WHAT TO WORK ON –
Would you restate, exactly as they appear, the lines from the one containing "the tractor headlight" through the end of the data below?

RECORDS PROVIDED –
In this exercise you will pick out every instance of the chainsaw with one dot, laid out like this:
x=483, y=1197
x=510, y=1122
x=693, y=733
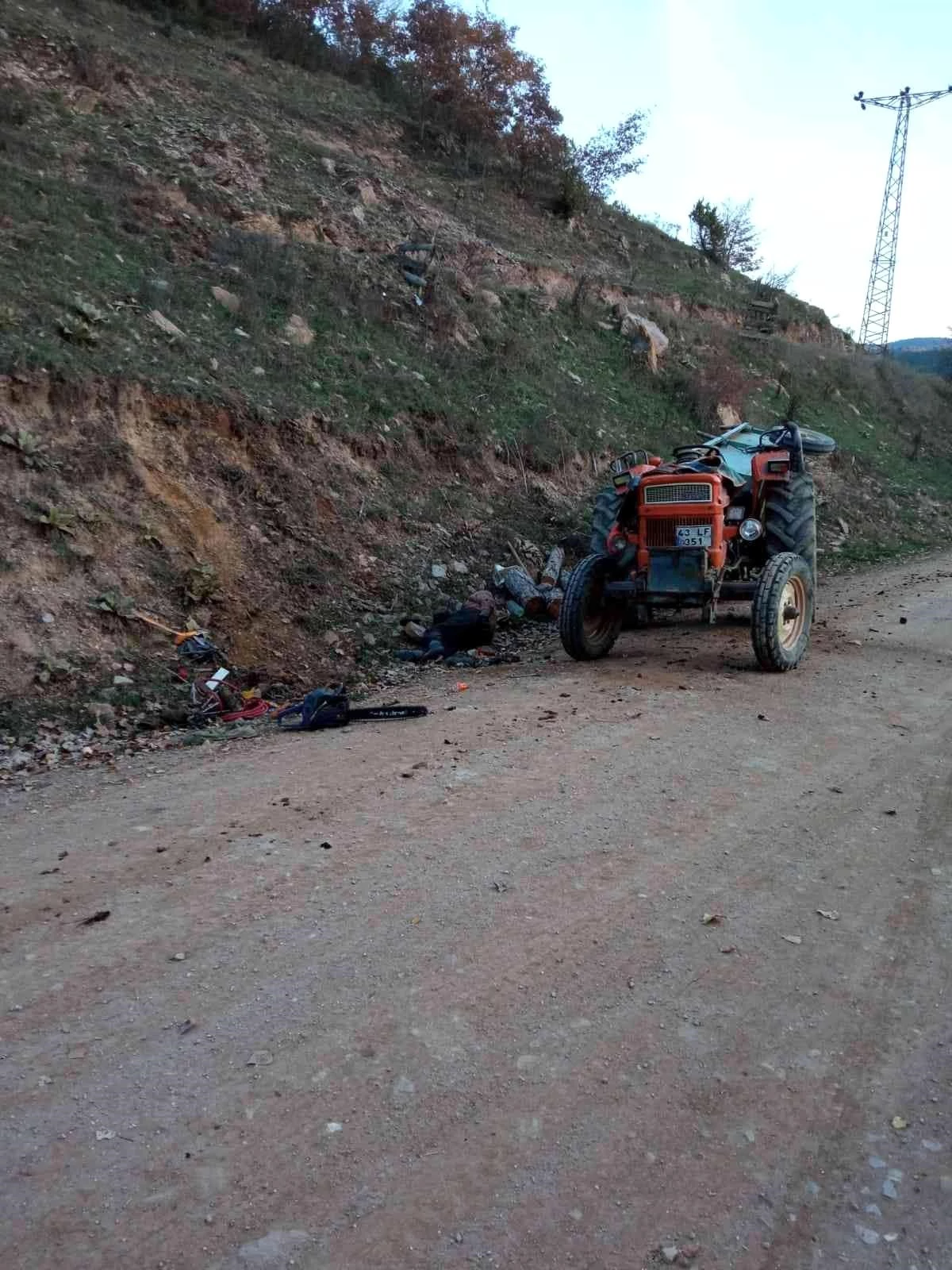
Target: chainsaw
x=330, y=708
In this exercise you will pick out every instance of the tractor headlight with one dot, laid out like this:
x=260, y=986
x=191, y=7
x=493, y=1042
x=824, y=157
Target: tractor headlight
x=750, y=530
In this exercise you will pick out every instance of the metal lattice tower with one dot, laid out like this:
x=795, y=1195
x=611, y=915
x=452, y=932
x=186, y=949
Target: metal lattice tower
x=873, y=333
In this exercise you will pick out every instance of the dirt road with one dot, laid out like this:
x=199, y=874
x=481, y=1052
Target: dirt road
x=441, y=994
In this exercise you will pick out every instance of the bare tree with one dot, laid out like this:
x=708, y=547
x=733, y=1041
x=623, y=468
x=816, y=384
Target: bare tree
x=727, y=235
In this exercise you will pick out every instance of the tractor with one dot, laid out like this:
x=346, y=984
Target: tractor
x=730, y=520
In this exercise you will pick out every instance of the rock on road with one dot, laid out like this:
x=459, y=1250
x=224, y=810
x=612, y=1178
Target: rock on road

CORRECT OUTPUT –
In this exercise you will pick out every instance of the tractor headlight with one dot, laid out like this:
x=260, y=986
x=191, y=7
x=493, y=1042
x=824, y=157
Target: tractor headlight
x=750, y=530
In this exercise you will pick out every instance of the metal lattice tower with one dot, laid out like this:
x=795, y=1195
x=611, y=915
x=452, y=932
x=186, y=949
Target: metal lattice tower
x=873, y=333
In this exercise you will pick out every instance of the dirt road with one dot, laid out like this:
x=199, y=874
x=481, y=1052
Target: dirt road
x=441, y=994
In this exercise you will pick out every instance of the bare tree with one dot, laid out like this:
x=708, y=547
x=733, y=1041
x=623, y=468
x=816, y=384
Target: bare tree
x=727, y=235
In this exercise you will pick out every instance of the tractor with one dot, laid out like this:
x=346, y=984
Target: tractor
x=730, y=520
In this exercise you will pick out every instance of the rock on road with one dot, laid out like this:
x=459, y=1250
x=224, y=810
x=612, y=1178
Target: rock on road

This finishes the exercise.